**Exercise requirements**
Which lines in the records below contain the string "clicks"? Copy each of those lines in full, treating uppercase and lowercase as different.

------------------------------------------------

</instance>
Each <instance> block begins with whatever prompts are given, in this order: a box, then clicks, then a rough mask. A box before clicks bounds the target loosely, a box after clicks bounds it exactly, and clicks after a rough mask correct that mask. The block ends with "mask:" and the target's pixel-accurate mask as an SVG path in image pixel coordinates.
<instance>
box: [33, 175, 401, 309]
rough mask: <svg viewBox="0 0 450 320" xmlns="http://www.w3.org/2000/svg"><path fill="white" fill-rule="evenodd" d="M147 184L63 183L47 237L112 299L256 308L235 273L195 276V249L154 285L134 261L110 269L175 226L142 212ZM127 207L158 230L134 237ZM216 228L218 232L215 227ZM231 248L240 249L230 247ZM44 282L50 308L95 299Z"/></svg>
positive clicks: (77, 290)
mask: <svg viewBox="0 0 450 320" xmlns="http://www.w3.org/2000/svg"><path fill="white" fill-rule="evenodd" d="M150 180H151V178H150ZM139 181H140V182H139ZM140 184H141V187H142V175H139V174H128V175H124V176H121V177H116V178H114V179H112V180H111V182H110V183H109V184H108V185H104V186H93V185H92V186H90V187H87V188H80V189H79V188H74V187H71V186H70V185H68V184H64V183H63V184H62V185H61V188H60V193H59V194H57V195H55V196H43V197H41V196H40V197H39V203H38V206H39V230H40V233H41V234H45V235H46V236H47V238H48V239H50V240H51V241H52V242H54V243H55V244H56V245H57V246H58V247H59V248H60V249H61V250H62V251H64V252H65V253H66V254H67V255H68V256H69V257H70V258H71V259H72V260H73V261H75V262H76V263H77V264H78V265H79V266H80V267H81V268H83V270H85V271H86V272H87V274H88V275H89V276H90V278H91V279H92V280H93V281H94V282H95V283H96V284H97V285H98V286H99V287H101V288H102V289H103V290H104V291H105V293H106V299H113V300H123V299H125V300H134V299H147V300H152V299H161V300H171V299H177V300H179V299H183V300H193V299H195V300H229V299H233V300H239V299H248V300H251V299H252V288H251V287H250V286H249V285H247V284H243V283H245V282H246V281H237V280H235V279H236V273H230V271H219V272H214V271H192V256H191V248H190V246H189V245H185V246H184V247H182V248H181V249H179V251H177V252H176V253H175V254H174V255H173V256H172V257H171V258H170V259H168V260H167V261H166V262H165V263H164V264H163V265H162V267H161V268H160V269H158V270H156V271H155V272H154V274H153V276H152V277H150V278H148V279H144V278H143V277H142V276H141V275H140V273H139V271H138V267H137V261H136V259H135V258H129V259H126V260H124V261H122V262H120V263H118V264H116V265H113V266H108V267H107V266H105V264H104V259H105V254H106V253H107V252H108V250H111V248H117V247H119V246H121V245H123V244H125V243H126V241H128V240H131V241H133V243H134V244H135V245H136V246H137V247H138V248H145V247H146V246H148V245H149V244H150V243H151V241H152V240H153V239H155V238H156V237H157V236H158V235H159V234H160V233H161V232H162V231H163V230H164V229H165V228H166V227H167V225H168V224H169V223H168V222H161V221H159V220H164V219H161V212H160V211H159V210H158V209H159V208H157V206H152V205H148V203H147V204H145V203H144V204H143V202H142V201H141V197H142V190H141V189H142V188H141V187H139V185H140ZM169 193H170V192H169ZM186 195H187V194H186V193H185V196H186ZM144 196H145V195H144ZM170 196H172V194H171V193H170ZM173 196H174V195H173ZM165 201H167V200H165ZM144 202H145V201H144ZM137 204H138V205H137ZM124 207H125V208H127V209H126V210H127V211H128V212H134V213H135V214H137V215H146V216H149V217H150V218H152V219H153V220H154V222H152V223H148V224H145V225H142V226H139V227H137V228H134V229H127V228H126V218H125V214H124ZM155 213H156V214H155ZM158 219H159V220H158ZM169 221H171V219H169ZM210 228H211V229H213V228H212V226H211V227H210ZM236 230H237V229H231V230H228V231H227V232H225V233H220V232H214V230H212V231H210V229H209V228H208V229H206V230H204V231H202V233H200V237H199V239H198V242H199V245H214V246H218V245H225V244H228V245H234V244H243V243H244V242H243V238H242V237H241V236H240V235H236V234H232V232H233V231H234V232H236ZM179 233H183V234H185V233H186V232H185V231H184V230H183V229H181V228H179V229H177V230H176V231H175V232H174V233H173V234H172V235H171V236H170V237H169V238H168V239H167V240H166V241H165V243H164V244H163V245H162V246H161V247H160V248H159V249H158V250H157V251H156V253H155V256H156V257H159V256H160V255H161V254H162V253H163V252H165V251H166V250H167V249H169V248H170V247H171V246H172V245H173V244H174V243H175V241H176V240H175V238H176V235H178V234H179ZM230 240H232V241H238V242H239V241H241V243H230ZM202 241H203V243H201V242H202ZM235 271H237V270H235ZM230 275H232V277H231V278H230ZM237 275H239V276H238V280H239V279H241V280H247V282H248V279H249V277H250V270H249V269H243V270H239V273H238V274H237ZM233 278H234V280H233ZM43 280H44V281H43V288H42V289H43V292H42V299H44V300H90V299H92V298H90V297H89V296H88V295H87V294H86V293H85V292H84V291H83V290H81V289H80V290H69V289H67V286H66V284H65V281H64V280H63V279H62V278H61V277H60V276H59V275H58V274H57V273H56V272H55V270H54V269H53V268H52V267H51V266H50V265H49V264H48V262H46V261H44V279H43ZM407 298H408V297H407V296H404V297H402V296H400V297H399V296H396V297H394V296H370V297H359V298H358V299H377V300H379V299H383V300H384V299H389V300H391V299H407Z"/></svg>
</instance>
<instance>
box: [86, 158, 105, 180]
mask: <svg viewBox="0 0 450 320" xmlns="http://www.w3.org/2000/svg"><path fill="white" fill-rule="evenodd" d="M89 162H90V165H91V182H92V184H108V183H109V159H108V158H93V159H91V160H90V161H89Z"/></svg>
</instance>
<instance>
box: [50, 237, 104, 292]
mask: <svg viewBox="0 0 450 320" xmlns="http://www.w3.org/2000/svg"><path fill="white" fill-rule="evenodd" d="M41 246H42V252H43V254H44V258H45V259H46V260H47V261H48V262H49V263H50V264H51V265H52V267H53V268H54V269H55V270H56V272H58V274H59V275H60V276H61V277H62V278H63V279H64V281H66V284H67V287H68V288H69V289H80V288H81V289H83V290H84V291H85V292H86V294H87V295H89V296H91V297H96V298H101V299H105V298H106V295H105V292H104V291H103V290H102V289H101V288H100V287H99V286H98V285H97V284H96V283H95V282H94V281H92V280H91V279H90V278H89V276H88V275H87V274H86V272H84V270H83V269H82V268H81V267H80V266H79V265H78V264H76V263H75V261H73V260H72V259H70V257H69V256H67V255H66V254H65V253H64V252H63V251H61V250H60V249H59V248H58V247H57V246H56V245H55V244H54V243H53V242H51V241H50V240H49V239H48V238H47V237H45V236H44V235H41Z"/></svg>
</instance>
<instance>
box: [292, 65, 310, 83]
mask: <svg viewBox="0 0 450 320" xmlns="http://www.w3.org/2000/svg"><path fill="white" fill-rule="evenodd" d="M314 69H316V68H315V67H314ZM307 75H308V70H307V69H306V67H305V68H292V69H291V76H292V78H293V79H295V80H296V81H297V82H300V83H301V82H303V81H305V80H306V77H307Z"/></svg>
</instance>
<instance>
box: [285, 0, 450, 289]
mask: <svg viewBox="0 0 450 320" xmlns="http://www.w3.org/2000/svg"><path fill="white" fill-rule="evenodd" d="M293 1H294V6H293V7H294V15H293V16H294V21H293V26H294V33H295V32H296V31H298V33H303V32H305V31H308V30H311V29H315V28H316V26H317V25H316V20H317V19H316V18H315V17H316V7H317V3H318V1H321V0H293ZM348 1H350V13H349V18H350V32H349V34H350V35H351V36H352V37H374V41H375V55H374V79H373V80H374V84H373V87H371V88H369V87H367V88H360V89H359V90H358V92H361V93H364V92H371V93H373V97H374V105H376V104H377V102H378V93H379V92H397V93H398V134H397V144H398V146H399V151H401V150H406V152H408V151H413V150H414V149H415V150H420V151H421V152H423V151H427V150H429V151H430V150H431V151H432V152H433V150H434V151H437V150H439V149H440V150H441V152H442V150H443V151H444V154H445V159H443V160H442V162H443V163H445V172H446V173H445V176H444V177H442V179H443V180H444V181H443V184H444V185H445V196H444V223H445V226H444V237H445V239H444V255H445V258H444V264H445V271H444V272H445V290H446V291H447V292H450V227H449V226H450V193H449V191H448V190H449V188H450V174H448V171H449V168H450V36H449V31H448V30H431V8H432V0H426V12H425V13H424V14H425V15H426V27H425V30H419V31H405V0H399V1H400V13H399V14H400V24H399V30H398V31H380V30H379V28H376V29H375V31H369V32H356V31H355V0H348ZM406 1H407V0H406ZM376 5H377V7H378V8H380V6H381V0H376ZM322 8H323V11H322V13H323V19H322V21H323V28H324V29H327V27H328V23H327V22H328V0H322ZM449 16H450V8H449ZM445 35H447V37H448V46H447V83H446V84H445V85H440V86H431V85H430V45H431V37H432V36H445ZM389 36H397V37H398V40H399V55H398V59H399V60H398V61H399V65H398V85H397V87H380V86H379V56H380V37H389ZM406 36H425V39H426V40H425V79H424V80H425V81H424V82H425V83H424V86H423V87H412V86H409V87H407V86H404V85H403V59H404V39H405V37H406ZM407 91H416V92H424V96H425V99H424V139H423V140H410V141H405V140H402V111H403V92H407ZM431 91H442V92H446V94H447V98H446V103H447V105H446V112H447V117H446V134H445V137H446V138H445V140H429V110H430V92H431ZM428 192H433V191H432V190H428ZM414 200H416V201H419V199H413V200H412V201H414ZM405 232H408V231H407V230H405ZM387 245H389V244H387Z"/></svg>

------------------------------------------------

**Problem solution**
Each <instance> block begins with whatever prompts are given, in this order: a box, then clicks, then a rough mask. A box before clicks bounds the target loosely, a box after clicks bounds it exactly, and clicks after a rough mask correct that mask. The block ends with "mask:" and the target's pixel-accurate mask as an SVG path in image pixel coordinates.
positive clicks: (77, 290)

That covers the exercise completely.